[[ Extracted material, beginning ]]

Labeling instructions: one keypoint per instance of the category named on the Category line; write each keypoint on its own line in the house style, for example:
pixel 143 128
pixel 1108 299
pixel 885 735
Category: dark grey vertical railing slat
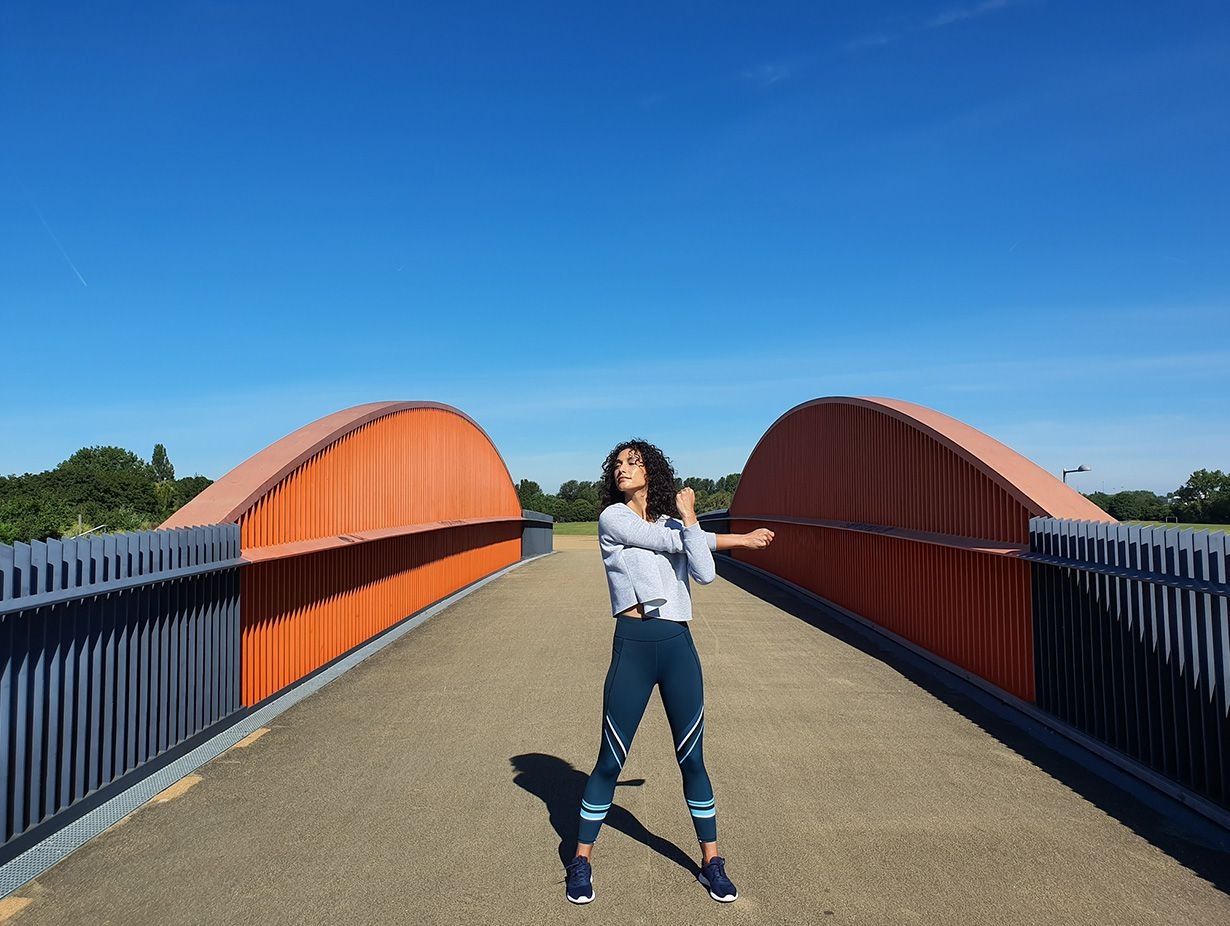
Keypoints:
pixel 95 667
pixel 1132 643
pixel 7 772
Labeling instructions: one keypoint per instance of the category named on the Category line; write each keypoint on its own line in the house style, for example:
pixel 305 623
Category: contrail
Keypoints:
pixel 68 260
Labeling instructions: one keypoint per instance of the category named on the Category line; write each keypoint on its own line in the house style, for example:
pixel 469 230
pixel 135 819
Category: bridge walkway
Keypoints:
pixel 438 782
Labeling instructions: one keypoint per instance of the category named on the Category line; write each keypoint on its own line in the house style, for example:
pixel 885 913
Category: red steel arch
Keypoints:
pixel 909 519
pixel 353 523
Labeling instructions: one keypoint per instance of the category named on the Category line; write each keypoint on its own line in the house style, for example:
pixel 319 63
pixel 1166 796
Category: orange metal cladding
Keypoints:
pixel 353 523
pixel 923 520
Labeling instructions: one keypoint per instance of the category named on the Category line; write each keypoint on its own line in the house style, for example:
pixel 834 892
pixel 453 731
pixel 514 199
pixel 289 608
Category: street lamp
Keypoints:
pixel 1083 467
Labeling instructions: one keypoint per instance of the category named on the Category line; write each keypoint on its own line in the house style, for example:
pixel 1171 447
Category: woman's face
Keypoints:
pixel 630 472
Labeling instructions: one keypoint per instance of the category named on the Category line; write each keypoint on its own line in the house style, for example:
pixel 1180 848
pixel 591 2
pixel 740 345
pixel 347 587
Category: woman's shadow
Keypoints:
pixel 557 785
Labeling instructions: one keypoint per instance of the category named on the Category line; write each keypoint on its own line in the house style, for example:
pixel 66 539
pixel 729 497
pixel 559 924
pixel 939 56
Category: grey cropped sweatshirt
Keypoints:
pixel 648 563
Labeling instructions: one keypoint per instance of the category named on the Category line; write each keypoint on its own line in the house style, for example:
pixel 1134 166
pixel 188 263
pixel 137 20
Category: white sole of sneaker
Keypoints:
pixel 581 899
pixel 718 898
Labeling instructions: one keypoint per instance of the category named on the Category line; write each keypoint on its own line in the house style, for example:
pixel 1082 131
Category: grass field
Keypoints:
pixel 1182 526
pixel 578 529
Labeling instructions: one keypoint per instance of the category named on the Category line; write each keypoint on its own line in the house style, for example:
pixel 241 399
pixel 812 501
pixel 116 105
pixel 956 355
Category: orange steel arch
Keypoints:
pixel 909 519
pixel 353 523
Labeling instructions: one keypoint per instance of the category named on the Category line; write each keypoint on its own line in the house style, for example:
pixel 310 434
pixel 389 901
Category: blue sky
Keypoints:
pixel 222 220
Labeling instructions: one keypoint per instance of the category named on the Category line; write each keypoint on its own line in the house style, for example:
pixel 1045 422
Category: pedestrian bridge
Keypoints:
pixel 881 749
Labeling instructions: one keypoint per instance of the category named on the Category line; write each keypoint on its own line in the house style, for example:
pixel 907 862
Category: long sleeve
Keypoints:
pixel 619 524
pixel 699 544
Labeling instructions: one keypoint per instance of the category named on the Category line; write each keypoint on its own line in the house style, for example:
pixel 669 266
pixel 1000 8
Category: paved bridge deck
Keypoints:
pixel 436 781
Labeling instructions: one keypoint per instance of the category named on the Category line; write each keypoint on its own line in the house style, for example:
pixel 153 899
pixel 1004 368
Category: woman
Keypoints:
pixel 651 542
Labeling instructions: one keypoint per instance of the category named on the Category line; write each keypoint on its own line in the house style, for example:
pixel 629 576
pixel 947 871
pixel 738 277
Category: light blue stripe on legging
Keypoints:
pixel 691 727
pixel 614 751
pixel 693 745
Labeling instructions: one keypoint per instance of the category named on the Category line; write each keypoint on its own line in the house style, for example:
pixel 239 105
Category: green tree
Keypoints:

[[ Extracted material, end ]]

▶ **Prompt**
Respond with a single number, namely how many lines of the entries contain the word "arch".

▶ **Solution**
2